- Apply what you read
• A. Decide whether each statement agrees with the forum thread: (i) sdriscoll writes that most mappers assign equally good hits randomly; (ii) Simon Anders has been arguing that alignment noise exists; (iii) sdriscoll's example involves 100bp reads. For each, answer yes or no and quote the words from the forum thread that decide it.
• B. Rewrite the passage of the forum thread that begins at the words "sdriscoll: I've been" and stops after "about your simulations.", replacing "simulations" with "experiments".

- Excerpt to read
###
Seqanswers Leaderboard Ad

**sdriscoll** · 06-01-2013, 06:23 PM

I having some fun with it. What it seems like to me is I've got to have very detailed knowledge of the transcriptome within context of a sequencing run. For example we know things like that there are families of genes in different loci who are 50 or 60% similar which to a biologist makes it sound like they are fairly separable. To an aligner with 50bp reads, however, those features could share a lot of data when one or the other is expressed. Since most mappers assign equally good hits randomly that's gonna be messy.

So you need to know how much data can be shared between which genes at a specific sequencing type and read length.

**Simon Anders** · 06-02-2013, 10:43 PM

sdriscoll: I've been argueing for some time that there is no such thing as "alignment noise", but your post seems to contradict my claim. So I would like to hear more about your simulations.

These 2% wrongly aligned reads, do they really look like correctly mapped ones? Do they have good mapping quality (MAPQ value in the SAM file)? Are they mapped uniquely? Are they unspliced? If you run the aligner a second time, do they end up at the same wrong position?
###
- Stored data
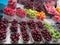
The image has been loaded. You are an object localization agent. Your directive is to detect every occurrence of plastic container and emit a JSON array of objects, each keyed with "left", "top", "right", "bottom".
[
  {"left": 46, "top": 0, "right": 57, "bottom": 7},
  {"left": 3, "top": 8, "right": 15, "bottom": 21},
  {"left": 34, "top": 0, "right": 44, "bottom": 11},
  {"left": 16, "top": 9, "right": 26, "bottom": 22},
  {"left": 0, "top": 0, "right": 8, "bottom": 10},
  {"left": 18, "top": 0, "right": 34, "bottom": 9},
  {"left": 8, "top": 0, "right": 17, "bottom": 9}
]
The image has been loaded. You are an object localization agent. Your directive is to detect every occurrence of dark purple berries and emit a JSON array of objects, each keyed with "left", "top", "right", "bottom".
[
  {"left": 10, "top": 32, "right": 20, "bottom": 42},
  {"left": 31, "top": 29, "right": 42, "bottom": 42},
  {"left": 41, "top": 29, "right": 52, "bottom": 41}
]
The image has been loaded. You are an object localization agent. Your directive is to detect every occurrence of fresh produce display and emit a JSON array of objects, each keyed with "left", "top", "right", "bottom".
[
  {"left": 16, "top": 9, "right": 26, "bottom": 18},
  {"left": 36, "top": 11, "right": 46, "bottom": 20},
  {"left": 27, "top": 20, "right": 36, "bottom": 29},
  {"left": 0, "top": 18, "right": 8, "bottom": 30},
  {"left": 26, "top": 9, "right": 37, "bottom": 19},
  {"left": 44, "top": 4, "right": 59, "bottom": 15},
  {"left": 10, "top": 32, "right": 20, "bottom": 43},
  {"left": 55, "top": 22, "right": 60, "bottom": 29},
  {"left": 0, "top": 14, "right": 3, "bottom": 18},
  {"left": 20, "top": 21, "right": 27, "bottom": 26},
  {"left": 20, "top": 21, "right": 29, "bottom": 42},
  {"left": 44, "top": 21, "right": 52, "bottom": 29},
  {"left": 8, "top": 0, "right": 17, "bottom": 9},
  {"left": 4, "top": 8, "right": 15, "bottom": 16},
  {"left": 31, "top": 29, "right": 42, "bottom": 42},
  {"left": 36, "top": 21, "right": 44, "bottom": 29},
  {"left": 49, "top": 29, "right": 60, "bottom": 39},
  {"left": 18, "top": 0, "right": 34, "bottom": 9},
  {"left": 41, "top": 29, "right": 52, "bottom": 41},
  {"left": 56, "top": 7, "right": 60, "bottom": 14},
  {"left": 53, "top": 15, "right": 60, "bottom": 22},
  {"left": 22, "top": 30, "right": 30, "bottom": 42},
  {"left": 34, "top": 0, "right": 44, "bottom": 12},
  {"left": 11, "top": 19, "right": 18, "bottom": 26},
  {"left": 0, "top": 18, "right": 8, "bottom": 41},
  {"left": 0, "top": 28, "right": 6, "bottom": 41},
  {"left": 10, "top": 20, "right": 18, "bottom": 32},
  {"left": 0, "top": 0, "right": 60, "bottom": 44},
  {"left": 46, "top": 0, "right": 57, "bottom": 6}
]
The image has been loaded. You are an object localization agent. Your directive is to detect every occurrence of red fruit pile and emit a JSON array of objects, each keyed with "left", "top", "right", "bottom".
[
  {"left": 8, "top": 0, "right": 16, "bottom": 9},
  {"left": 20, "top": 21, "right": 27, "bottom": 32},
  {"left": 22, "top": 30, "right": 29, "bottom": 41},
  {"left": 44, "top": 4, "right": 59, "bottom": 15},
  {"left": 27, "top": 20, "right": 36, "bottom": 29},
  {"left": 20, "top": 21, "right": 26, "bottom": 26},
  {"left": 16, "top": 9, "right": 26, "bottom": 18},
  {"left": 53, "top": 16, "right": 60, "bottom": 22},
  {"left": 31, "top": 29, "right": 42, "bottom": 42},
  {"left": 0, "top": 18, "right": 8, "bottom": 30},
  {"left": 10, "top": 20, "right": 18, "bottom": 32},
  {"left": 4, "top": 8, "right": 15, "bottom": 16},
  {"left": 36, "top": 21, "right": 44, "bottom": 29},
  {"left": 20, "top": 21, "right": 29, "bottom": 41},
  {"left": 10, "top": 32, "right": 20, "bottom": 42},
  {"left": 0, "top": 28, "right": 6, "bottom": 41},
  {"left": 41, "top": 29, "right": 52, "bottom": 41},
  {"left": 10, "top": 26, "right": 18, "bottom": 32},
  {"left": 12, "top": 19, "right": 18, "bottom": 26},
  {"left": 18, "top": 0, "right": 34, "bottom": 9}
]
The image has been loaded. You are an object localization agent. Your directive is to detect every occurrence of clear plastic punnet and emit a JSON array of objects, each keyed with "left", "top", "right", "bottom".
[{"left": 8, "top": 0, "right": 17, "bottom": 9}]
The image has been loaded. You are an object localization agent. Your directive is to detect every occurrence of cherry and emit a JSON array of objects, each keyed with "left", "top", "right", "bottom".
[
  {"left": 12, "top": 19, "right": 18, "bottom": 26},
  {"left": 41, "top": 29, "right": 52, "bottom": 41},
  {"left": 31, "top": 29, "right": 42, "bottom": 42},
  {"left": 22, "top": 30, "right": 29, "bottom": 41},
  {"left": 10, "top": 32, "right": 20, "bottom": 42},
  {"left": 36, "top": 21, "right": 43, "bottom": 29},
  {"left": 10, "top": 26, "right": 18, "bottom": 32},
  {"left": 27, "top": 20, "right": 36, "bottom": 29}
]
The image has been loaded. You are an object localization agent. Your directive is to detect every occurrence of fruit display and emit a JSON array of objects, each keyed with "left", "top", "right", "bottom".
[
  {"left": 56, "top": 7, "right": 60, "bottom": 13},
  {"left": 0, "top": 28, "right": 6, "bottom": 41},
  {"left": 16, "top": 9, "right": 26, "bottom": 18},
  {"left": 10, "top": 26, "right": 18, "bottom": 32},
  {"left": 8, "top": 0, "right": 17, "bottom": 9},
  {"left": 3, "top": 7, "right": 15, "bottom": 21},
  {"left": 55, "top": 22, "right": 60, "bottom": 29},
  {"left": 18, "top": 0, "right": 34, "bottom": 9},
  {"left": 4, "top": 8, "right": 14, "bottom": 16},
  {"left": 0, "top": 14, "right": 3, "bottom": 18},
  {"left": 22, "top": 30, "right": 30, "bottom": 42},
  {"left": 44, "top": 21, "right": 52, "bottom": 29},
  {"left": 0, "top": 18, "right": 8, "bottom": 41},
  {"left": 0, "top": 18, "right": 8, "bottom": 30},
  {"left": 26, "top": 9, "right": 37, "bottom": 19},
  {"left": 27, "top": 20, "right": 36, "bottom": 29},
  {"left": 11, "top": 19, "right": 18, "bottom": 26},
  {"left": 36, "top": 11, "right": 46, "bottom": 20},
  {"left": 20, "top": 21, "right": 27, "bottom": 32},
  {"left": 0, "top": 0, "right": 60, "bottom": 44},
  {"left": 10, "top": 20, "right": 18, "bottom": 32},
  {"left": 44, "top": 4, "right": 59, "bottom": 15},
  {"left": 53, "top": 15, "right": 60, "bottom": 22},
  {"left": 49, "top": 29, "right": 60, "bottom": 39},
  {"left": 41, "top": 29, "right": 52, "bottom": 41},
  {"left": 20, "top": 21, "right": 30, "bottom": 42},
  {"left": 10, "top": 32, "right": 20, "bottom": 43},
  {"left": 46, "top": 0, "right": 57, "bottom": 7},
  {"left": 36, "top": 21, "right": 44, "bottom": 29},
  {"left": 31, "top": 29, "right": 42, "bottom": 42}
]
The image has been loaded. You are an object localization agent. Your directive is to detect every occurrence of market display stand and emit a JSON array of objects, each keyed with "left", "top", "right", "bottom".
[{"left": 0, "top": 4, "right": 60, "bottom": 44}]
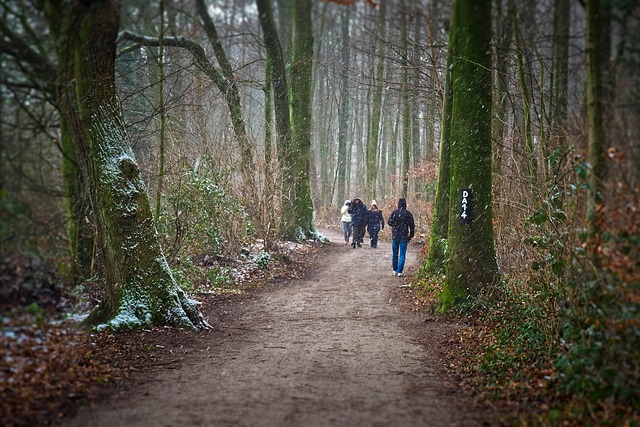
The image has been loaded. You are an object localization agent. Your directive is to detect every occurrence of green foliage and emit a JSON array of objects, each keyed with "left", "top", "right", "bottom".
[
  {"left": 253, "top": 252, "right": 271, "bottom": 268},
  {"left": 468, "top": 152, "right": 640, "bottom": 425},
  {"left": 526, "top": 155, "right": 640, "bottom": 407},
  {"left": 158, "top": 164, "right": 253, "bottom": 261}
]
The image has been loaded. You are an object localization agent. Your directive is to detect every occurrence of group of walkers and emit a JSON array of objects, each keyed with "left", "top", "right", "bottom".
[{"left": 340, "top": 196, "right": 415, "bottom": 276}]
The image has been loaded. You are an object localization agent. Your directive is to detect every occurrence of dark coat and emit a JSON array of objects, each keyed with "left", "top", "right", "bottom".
###
- Answers for the tasks
• A.
(i) Yes: "Since most mappers assign equally good hits randomly"
(ii) No: "I've been argueing for some time that there is no such thing as "alignment noise""
(iii) No: "To an aligner with 50bp reads"

• B.
sdriscoll: I've been argueing for some time that there is no such thing as "alignment noise", but your post seems to contradict my claim. So I would like to hear more about your experiments.